■ **What you are asked to do**
Nothing other than an exact copy of the lines from the one containing "Query: side mirror" through the last line of the listing below should be written.
----------------------------------------
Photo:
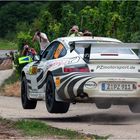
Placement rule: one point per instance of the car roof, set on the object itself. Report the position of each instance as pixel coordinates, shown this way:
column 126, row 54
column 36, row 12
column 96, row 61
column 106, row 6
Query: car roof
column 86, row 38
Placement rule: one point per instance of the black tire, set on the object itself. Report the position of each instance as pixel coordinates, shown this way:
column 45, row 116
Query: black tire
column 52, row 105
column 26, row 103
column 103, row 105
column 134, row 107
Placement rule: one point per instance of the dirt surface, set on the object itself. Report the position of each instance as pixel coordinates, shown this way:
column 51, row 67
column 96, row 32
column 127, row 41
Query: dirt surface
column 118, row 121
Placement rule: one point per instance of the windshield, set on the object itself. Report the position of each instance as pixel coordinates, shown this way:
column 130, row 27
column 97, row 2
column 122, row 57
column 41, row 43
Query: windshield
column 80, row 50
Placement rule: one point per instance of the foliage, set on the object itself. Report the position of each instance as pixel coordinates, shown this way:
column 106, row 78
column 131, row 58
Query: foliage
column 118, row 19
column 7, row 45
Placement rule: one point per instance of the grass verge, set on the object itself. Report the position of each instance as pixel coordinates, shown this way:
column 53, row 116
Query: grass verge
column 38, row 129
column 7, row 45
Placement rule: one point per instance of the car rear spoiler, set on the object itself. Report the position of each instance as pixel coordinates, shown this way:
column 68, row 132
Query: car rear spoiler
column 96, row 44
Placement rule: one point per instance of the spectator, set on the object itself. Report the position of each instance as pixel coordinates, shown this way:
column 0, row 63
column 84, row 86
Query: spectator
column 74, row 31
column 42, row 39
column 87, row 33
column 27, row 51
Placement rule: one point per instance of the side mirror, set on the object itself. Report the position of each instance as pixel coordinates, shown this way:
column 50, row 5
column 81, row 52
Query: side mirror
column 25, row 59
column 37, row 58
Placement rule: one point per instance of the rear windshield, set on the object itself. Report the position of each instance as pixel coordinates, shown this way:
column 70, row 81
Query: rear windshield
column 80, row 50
----------------------------------------
■ **Response below**
Query: side mirror
column 25, row 59
column 37, row 58
Placement rule: one point per instance of the rear windshield, set on the object itself. Report the position of each instance as pixel coordinates, shown this way:
column 70, row 81
Query: rear windshield
column 80, row 50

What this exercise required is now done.